### BRIEF
Produce a verbatim transcription of the records below, beginning at the line containing "Spot the fallen" and ending at the final line; include only those lines.

Records from a point labeling set:
============================================================

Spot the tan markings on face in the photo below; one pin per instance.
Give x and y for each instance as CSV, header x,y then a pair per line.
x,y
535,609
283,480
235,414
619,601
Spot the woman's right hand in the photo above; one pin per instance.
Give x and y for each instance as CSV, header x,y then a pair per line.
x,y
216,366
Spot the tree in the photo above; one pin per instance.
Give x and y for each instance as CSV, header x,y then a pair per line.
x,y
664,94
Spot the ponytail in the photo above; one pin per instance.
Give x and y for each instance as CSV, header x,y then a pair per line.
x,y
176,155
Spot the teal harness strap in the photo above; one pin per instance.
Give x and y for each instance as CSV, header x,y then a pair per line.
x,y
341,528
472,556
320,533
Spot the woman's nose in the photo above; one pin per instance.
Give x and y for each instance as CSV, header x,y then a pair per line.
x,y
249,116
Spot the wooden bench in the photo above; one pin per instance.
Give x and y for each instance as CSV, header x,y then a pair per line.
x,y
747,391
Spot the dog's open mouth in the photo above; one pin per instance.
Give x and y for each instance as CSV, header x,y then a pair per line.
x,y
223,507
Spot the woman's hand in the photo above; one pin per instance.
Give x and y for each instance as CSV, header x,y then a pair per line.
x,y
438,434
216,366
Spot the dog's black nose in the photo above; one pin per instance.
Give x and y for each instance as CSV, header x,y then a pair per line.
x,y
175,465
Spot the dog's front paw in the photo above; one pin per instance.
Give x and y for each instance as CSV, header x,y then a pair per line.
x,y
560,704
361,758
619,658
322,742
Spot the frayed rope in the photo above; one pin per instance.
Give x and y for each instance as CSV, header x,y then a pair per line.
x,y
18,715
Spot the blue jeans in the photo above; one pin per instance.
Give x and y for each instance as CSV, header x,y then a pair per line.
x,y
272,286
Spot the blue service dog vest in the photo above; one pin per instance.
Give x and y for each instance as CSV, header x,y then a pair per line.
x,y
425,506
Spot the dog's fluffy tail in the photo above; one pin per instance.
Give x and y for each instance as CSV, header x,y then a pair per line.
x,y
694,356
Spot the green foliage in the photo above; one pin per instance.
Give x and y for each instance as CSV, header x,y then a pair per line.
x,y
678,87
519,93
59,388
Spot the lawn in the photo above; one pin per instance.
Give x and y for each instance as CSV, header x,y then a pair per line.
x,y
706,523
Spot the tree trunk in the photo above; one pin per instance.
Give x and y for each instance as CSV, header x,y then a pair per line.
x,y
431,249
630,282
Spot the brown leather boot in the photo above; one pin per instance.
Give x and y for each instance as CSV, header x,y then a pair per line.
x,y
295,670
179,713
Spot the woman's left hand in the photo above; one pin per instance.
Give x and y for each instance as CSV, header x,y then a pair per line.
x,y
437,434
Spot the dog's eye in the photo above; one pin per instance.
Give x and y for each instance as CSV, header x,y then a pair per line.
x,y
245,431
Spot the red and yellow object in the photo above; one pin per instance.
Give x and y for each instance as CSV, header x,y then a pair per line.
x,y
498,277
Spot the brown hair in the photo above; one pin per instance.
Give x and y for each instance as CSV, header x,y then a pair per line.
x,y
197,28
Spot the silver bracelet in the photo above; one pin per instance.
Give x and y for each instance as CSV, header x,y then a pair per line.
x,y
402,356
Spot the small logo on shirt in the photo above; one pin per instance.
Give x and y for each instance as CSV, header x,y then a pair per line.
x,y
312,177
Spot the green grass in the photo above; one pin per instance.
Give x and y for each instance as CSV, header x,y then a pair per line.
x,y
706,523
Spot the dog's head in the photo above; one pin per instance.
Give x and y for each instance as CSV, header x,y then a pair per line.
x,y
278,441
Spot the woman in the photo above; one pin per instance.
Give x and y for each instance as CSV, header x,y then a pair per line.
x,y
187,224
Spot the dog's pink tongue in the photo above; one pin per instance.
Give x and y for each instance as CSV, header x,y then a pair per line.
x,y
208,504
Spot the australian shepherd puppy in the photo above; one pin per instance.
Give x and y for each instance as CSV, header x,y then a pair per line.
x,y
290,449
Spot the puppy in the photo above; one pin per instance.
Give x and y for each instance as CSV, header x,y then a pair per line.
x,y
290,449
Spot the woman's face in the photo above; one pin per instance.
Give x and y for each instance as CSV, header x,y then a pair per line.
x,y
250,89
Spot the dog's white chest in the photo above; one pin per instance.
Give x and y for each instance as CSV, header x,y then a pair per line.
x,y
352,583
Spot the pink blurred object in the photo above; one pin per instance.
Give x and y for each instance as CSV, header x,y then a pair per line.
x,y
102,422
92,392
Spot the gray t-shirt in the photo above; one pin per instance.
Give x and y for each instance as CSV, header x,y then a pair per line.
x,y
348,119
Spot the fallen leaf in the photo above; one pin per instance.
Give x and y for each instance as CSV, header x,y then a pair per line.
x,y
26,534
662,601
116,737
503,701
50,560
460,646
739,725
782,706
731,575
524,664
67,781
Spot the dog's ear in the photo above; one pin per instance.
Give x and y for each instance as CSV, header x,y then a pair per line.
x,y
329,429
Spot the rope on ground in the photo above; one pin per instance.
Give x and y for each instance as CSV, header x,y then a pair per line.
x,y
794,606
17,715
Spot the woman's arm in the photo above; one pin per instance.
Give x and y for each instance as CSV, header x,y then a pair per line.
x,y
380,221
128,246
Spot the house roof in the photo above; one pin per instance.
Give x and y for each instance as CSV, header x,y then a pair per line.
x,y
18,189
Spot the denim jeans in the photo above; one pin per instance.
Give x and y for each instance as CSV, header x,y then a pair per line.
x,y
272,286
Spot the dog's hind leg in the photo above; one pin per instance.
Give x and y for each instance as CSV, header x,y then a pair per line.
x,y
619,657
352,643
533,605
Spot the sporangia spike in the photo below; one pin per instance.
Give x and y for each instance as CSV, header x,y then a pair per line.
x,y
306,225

============================================================

### EXERCISE OUTPUT
Spot the fallen leaf in the photo above; one pin per instance.
Give x and y for each instance as CSV, header x,y then a pair per line.
x,y
26,534
662,601
116,737
503,701
50,560
460,646
739,725
782,706
731,575
524,664
67,781
Spot the dog's ear in the photo above; one pin per instance.
Give x and y for each instance as CSV, header x,y then a pair per line.
x,y
329,429
Spot the rope on ground in the photo above; one pin per instance.
Give x and y for each instance as CSV, header x,y then a pair per line.
x,y
794,606
17,715
Spot the woman's arm in the photo above; one pin per instance.
Give x and y for each instance as CSV, header x,y then a pair per line.
x,y
380,221
128,246
Spot the house roof in the photo above; one pin per instance.
Give x and y for each instance as CSV, header x,y then a pair per line.
x,y
18,189
Spot the denim jeans in the photo above; one pin per instance.
Give x and y for each instance as CSV, header x,y then a pair per line.
x,y
272,286
Spot the dog's hind leg in the photo above; one pin per instance.
Give x and y for each instance as CSV, header x,y then a pair per line.
x,y
619,657
352,643
533,605
Spot the sporangia spike in the photo below; one pin per instance.
Give x and y for each instance as CSV, header x,y then a pair per line.
x,y
306,225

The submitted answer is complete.